▸ **REQUIREMENTS**
**a.** Rewrite the stretch of the experiments section from "4 Experiments and" through "KG embedding task.", swapping "W-KG2Vec" for "WKGV".
**b.** According to the experiments section, which two benchmark datasets are used?

▸ **PAGE**
....................
4 Experiments and discussions

In this section, we conduct thorough experiments to demonstrate the effectiveness of our proposed W-KG2Vec model. Two well-known benchmark datasets are used in our experiments, including Freebase and YAGO. We implement W-KG2Vec with recent state-of-the-art KG embedding models for solving problem of similarity search task in KGs. The extensive comparative studies of proposed W-KG2Vec model with well-known KG embedding baselines show the effectiveness and scalability of our W-KG2Vec model performance in solving content-rich KG embedding task.
....................
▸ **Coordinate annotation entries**
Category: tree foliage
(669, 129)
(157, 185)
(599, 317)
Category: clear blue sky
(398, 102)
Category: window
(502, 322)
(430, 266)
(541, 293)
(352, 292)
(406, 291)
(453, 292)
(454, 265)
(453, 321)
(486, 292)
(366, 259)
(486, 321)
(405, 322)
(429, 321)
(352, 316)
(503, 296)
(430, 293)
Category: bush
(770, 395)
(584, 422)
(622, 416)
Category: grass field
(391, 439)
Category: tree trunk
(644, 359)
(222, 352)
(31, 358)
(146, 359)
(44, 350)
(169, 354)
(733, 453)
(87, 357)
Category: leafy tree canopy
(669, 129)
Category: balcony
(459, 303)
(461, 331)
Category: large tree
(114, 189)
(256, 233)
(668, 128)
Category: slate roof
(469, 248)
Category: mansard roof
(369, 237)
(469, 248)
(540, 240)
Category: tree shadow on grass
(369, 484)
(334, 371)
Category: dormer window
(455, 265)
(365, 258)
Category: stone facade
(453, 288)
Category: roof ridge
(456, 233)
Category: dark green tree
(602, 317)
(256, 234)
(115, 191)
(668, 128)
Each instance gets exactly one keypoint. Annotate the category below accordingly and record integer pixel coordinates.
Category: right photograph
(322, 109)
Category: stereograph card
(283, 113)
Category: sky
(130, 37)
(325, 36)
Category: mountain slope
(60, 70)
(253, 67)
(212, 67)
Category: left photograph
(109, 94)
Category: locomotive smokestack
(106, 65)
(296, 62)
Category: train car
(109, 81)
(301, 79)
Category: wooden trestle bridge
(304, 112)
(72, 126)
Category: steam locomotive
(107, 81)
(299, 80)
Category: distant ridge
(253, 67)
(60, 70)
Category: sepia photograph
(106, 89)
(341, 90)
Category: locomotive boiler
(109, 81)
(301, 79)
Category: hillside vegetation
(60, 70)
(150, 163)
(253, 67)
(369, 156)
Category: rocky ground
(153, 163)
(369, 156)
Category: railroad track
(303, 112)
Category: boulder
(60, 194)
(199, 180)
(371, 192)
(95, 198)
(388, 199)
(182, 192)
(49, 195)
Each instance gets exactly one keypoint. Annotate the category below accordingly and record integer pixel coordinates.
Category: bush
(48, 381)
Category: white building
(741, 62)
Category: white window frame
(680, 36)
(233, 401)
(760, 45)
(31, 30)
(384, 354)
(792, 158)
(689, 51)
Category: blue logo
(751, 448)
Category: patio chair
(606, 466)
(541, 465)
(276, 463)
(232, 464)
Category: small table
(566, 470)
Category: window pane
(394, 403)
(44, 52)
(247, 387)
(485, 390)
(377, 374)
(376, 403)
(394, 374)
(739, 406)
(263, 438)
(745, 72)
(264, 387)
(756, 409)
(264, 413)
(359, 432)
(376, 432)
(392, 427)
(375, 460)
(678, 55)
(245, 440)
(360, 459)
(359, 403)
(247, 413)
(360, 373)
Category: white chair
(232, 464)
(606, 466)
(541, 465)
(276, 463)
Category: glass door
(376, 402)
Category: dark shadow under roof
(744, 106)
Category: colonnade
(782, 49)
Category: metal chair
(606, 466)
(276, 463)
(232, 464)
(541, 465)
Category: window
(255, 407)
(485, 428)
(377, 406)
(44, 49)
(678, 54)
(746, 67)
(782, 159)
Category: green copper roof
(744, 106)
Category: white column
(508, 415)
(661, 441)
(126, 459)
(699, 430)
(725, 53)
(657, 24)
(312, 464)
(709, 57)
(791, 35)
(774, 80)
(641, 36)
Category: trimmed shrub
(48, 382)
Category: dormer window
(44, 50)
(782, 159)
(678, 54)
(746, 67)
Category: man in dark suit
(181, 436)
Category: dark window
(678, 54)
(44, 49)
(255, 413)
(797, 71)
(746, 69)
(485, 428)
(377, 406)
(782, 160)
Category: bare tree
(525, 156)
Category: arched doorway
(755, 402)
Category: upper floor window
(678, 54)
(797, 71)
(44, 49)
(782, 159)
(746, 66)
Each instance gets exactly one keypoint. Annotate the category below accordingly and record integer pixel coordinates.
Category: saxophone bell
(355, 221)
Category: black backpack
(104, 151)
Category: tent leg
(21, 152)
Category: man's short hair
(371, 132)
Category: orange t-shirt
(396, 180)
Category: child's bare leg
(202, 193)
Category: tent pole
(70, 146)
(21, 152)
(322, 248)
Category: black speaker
....................
▸ **EXERCISE SOLUTIONS**
**a.**
4 Experiments and discussions

In this section, we conduct thorough experiments to demonstrate the effectiveness of our proposed WKGV model. Two well-known benchmark datasets are used in our experiments, including Freebase and YAGO. We implement WKGV with recent state-of-the-art KG embedding models for solving problem of similarity search task in KGs. The extensive comparative studies of proposed WKGV model with well-known KG embedding baselines show the effectiveness and scalability of our WKGV model performance in solving content-rich KG embedding task.

**b.** Freebase and YAGO.